The reply should consist of the full listing, repeated word for word.

═══ RAW DATA ═══

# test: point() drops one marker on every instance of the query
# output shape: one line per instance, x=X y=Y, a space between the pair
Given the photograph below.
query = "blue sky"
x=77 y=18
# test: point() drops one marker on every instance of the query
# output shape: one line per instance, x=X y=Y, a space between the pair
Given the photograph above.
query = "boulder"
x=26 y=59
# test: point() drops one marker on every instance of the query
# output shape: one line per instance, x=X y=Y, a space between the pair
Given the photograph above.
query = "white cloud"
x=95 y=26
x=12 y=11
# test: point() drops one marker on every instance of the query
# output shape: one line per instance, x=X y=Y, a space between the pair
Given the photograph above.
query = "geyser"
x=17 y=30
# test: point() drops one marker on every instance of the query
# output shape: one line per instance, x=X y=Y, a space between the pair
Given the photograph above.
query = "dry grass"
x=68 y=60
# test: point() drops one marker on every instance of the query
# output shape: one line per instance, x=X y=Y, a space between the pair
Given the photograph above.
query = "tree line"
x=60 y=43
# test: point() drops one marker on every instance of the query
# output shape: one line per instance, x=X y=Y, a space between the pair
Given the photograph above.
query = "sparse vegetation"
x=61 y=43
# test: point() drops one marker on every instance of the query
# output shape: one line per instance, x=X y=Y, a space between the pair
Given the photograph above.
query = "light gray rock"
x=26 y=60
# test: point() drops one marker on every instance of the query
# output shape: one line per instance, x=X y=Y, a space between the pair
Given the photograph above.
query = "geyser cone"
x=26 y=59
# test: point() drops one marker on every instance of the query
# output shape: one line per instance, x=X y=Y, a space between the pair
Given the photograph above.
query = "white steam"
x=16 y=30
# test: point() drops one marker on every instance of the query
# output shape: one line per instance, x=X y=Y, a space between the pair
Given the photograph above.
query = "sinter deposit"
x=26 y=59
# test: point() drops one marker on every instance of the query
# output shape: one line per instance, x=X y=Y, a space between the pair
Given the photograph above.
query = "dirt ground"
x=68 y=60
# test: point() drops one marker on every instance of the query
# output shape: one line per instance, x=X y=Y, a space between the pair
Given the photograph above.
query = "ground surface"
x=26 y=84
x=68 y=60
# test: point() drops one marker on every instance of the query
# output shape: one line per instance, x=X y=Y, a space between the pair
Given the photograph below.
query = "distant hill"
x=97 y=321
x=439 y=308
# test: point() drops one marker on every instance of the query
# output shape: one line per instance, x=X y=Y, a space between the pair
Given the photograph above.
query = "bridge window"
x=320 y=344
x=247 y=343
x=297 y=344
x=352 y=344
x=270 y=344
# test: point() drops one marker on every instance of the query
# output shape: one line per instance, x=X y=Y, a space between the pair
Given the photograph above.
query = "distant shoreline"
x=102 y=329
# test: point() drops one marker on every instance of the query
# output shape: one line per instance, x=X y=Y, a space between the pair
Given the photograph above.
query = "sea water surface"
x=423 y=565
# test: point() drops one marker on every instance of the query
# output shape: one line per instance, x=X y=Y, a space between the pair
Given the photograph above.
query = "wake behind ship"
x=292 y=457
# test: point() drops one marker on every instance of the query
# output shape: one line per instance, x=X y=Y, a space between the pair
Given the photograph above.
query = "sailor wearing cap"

═══

**YOUR RESPONSE**
# test: point() drops one marker on every instance of the query
# output shape: one line per instance, x=X y=Y, a space between the pair
Given the photograph below.
query = "blue sky"
x=77 y=18
# test: point() drops one marker on every instance of the query
# output shape: one line per instance, x=X y=Y, a space between the pair
Given the photograph above.
query = "boulder"
x=26 y=59
# test: point() drops one marker on every instance of the query
# output shape: one line per instance, x=X y=Y, a space between the pair
Given the photograph above.
query = "white cloud"
x=95 y=26
x=12 y=11
# test: point() drops one marker on every instance of the query
# output shape: one line per instance, x=X y=Y, a space between the pair
Given the photograph above.
query = "geyser"
x=17 y=30
# test: point() drops one marker on every instance of the query
# output shape: one line per instance, x=X y=Y, a space between the pair
Given the photograph above.
query = "dry grass"
x=68 y=60
# test: point() drops one marker on every instance of the query
# output shape: one line per instance, x=X y=Y, a space between the pair
Given the photograph above.
query = "tree line"
x=60 y=43
# test: point() drops one marker on every instance of the query
# output shape: one line per instance, x=X y=Y, a space between the pair
Given the photograph above.
query = "sparse vegetation"
x=61 y=43
# test: point() drops one marker on every instance of the query
# output shape: one line per instance, x=X y=Y, a space between the pair
Given the photograph above.
query = "light gray rock"
x=26 y=60
# test: point() drops one marker on every instance of the query
# output shape: one line per instance, x=X y=Y, a space between the pair
Given the photograph above.
query = "geyser cone"
x=26 y=59
# test: point() drops one marker on every instance of the query
# output shape: one line per instance, x=X y=Y, a space between the pair
Given the photograph above.
query = "white steam"
x=16 y=30
# test: point() drops one marker on every instance of the query
# output shape: one line per instance, x=X y=Y, a space between the pair
Given the photograph above.
query = "sinter deposit"
x=26 y=59
# test: point() drops one marker on every instance of the query
# output shape: one line per instance, x=X y=Y, a space between the pair
Given the photograph above.
query = "dirt ground"
x=68 y=60
# test: point() drops one marker on every instance of the query
# output shape: one line per instance, x=X y=Y, a space between the pair
Given the photograph above.
query = "ground surface"
x=26 y=84
x=68 y=60
# test: point() drops one marker on every instance of the query
# output shape: one line per instance, x=X y=Y, a space between the pair
Given the photograph below.
query = "distant hill"
x=97 y=321
x=439 y=308
# test: point() drops one marker on every instance of the query
# output shape: one line per instance, x=X y=Y, a space between the pair
Given the photograph above.
query = "bridge window"
x=320 y=344
x=247 y=343
x=297 y=344
x=352 y=344
x=270 y=344
# test: point() drops one marker on every instance of the query
# output shape: one line per instance, x=X y=Y, a space between the pair
Given the photograph above.
query = "distant shoreline"
x=102 y=329
# test: point() drops one marker on every instance of the query
# output shape: one line per instance, x=X y=Y, a space between the pair
Given the photograph above.
query = "sea water surface"
x=423 y=565
# test: point() drops one marker on every instance of the query
# output shape: one line per instance, x=X y=Y, a space between the pair
Given the photograph above.
query = "wake behind ship"
x=292 y=457
# test: point() drops one marker on every instance of the query
# output shape: one line per instance, x=X y=Y, a space between the pair
Given the photograph above.
query = "sailor wearing cap"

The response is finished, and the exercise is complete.